SELECTED EXCERPT
BEGIN
People are strange. I know, I’m one of them. Being human, I’m afflicted with the same decision-making foibles that affect everyone. Normally, this is not a problem, but when it comes to choosing salespeople and sales managers, it can be expensive.
A Tale of Two Positions
It was the best of times; it was the worst of times. We were growing and needed new sales blood. Being an experienced sales trainer and sales manager, we liked to think we knew ’em when we saw ’em. Admitting anything less would have been professionally embarrassing. Imagine our surprise when the sales managers we hired ran off with our attractive salespeople, skimmed commission dollars from subordinates, and offered our customer list to a competitor. Some people might say we hired a “bad” applicant, but this happened with three different managers over the course of ten years! If we grudgingly admitted we were no good at hiring sales managers, could we do better with salespeople?
END
DATASET EXTRACT
BEGIN
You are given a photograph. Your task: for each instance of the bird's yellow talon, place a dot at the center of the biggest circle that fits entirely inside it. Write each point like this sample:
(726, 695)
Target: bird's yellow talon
END
DIRECTIVES
[1] Output the section of the passage on hiring salespeople between "People are strange." and "can be expensive.", inclusive.
[2] According to the passage on hiring salespeople, over what span of time did the problems with three different sales managers occur?
Rely only on the passage on hiring salespeople, not on the listing.

SOLUTION SET
[1]
People are strange. I know, I’m one of them. Being human, I’m afflicted with the same decision-making foibles that affect everyone. Normally, this is not a problem, but when it comes to choosing salespeople and sales managers, it can be expensive.

[2] Ten years.